• ACTIVITY
An exact copy of all the data below is required.

(Stored records)
—————

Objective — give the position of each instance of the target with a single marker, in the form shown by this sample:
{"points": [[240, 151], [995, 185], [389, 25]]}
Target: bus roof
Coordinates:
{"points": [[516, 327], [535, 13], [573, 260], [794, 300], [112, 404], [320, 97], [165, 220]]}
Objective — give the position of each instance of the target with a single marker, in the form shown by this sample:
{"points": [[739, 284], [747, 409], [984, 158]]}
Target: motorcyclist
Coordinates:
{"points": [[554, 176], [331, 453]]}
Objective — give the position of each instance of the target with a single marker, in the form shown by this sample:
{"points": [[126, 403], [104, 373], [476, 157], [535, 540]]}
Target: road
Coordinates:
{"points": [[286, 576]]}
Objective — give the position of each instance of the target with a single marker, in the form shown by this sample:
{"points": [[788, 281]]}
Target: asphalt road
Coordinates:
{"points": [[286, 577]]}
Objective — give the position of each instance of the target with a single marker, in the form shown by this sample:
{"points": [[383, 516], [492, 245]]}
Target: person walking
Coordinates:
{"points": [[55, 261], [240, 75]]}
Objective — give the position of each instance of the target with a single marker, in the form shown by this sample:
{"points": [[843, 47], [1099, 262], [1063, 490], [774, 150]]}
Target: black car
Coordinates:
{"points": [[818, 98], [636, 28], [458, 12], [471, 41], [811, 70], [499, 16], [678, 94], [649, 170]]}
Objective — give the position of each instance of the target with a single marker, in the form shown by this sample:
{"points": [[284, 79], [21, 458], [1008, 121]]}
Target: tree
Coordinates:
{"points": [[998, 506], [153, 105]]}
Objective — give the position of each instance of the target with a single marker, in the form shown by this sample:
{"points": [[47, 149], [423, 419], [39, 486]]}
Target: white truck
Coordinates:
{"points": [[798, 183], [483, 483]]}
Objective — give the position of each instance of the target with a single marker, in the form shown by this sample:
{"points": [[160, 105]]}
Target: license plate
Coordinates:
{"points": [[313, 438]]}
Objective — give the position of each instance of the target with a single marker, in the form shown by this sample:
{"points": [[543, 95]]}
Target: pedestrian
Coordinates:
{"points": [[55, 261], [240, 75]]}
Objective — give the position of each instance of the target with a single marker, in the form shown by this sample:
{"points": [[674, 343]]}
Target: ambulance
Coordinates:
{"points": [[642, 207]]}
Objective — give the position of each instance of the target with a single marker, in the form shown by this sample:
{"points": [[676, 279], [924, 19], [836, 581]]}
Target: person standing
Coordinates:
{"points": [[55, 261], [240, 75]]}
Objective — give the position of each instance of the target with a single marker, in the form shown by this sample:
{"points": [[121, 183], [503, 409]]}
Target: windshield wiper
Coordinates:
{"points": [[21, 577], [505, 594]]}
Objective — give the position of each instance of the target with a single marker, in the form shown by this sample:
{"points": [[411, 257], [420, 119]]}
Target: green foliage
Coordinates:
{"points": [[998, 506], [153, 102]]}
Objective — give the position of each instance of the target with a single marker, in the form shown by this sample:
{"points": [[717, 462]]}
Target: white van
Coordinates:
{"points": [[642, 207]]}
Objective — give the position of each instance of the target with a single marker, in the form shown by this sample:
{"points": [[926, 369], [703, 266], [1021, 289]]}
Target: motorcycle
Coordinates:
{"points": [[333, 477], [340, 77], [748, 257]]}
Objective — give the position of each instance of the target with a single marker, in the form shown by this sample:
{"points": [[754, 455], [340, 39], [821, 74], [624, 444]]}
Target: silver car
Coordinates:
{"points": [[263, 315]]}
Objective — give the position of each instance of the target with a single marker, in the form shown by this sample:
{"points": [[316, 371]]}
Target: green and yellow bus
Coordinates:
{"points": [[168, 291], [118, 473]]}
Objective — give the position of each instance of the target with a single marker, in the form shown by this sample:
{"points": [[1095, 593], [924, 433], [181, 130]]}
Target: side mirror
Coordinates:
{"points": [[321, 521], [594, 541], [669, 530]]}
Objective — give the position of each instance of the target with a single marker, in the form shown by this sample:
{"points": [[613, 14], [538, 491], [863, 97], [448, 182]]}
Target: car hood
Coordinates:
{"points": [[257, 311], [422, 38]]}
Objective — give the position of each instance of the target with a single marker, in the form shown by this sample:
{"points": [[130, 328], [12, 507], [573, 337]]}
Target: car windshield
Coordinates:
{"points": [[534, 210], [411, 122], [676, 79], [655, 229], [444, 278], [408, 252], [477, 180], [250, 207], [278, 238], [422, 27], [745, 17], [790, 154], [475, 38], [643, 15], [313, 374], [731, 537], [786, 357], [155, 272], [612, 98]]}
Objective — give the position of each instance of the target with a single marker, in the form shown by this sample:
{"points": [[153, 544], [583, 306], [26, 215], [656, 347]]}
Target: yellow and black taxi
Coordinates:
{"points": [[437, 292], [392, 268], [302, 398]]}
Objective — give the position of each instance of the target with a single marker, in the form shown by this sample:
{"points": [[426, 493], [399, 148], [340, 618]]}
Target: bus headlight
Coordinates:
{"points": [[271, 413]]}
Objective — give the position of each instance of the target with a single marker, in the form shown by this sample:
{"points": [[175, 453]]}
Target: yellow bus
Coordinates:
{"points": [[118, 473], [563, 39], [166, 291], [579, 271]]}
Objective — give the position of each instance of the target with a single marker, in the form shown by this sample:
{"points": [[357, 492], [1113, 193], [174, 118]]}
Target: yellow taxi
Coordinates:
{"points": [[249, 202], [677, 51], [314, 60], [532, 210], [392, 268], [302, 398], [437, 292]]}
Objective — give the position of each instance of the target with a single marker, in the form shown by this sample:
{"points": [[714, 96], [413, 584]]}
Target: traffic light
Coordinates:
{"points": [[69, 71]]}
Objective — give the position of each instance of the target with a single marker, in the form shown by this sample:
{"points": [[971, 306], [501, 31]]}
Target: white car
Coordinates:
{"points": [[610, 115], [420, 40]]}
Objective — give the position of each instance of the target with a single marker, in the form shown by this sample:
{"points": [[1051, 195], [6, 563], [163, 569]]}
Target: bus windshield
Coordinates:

—————

• WRITTEN RESPONSE
Objective — give the position of each instance of the target with a single marker, in the form shown by this sample:
{"points": [[240, 151], [995, 185], [389, 25]]}
Target: bus roof
Coordinates:
{"points": [[516, 327], [535, 13], [573, 260], [794, 300], [112, 404], [320, 97], [165, 220]]}
Objective — give the position of each instance of the target with a single marker, in the form shown by this sample:
{"points": [[739, 284], [747, 409], [984, 158]]}
Target: motorcyclist
Coordinates:
{"points": [[554, 176], [331, 453]]}
Objective — give the position of each instance of the target with a single marker, in the form shown by this sample:
{"points": [[126, 403], [104, 373], [476, 157], [535, 540]]}
Target: road
Coordinates:
{"points": [[286, 576]]}
Objective — give the position of each instance of the target with a single marker, in the form shown by this sample:
{"points": [[788, 281]]}
Target: asphalt road
Coordinates:
{"points": [[286, 577]]}
Objective — give the position of each instance of the target with a single marker, in the form shown by this sample:
{"points": [[383, 516], [492, 245]]}
Target: person walking
Coordinates:
{"points": [[55, 261], [240, 75]]}
Objective — give the position of each instance of the target with a single marker, in the form shown by this sample:
{"points": [[843, 47], [1099, 262], [1063, 490], [774, 150]]}
Target: black car
Coordinates:
{"points": [[818, 98], [636, 28], [458, 12], [471, 41], [811, 70], [499, 16], [678, 94], [649, 170]]}
Objective — give the position of each instance of the target with a single marker, in the form shown by this sample:
{"points": [[284, 79], [21, 458], [1008, 121]]}
Target: tree
Coordinates:
{"points": [[998, 506], [153, 105]]}
Objective — give the position of each instance of the target with a single marker, in the form shown by this sample:
{"points": [[47, 149], [423, 419], [39, 486]]}
Target: white truck
Coordinates:
{"points": [[798, 183], [483, 483]]}
Objective — give the position of each instance of the target with a single marker, in the form shown by this sample:
{"points": [[160, 105]]}
Target: license plate
Coordinates:
{"points": [[313, 438]]}
Objective — give the position of each instance of the target with a single marker, in the form shown by this sample:
{"points": [[543, 95]]}
Target: pedestrian
Coordinates:
{"points": [[55, 261], [240, 75]]}
Objective — give the position of each instance of the target with a single marker, in the form shown by this sample:
{"points": [[674, 343]]}
Target: ambulance
Coordinates:
{"points": [[642, 207]]}
Objective — give the position of each instance of the target with a single marker, in the form shown by this sample:
{"points": [[676, 279], [924, 19], [836, 581]]}
Target: person standing
Coordinates:
{"points": [[55, 261], [240, 75]]}
Objective — give the position of each instance of the target with a single marker, in the form shown by this sample:
{"points": [[121, 183], [503, 409]]}
Target: windshield wiper
Coordinates:
{"points": [[21, 577], [505, 594]]}
Objective — give the position of each instance of the target with a single marker, in the form shown by this sample:
{"points": [[411, 257], [420, 119]]}
Target: green foliage
Coordinates:
{"points": [[998, 506], [153, 102]]}
Objective — give the position of each instance of the target with a single marker, in the form shown by this sample:
{"points": [[717, 462]]}
Target: white van
Coordinates:
{"points": [[642, 207]]}
Objective — give the position of each instance of the target with a single marker, in the form shown by this sample:
{"points": [[926, 369], [703, 266], [1021, 289]]}
Target: motorcycle
Coordinates:
{"points": [[333, 477], [340, 77], [748, 257]]}
Objective — give the position of each instance of the target with a single marker, in the form shown by this sample:
{"points": [[754, 455], [340, 39], [821, 74], [624, 444]]}
Target: silver car
Coordinates:
{"points": [[263, 315]]}
Objective — give the position of each instance of the target with a single marker, in the form shown by this sample:
{"points": [[316, 371]]}
Target: green and yellow bus
Coordinates:
{"points": [[168, 291], [118, 473]]}
Objective — give the position of each instance of the target with a single marker, in the form shown by this sample:
{"points": [[1095, 593], [924, 433], [181, 130]]}
Target: side mirror
Coordinates:
{"points": [[321, 521], [594, 541], [669, 530]]}
Objective — give the position of each instance of the target with a single marker, in the form shown by this sample:
{"points": [[613, 14], [538, 491], [863, 97], [448, 182]]}
Target: car hood
Coordinates:
{"points": [[257, 311], [422, 38]]}
Objective — give the position of each instance of the target with a single marker, in the form shown by this sample:
{"points": [[130, 328], [12, 507], [573, 337]]}
Target: car windshield
Coordinates:
{"points": [[534, 210], [411, 122], [676, 79], [655, 229], [444, 278], [408, 252], [477, 180], [250, 207], [278, 238], [422, 27], [745, 17], [790, 154], [475, 38], [643, 15], [313, 374], [731, 537], [786, 357], [155, 272], [612, 98]]}
Objective — give the position of each instance of the target with a single marker, in the form shown by this sample:
{"points": [[153, 544], [583, 306], [26, 215], [656, 347]]}
Target: yellow and black taxi
Coordinates:
{"points": [[437, 292], [392, 268], [302, 398]]}
Objective — give the position of each instance of the target with a single marker, in the form shown by this sample:
{"points": [[426, 493], [399, 148], [340, 618]]}
Target: bus headlight
Coordinates:
{"points": [[271, 413]]}
Objective — give the position of each instance of the target with a single marker, in the form shown by this sample:
{"points": [[175, 453]]}
Target: yellow bus
Coordinates:
{"points": [[118, 473], [563, 39], [166, 291], [579, 271]]}
Objective — give the position of each instance of the target with a single marker, in the form shown by this sample:
{"points": [[357, 492], [1113, 193], [174, 118]]}
Target: yellow taxi
Coordinates:
{"points": [[249, 202], [677, 51], [314, 60], [532, 210], [392, 268], [302, 398], [437, 292]]}
Objective — give the position of each instance of the target with a single marker, in the form shown by this sample:
{"points": [[714, 96], [413, 584]]}
Target: traffic light
Coordinates:
{"points": [[69, 71]]}
Objective — give the position of each instance of the target with a single marker, in the form shown by this sample:
{"points": [[971, 306], [501, 31]]}
Target: white car
Coordinates:
{"points": [[610, 115], [420, 40]]}
Objective — give the position of each instance of the target with a single marker, in the form shown by this sample:
{"points": [[1051, 195], [6, 563], [163, 569]]}
Target: bus windshield
Coordinates:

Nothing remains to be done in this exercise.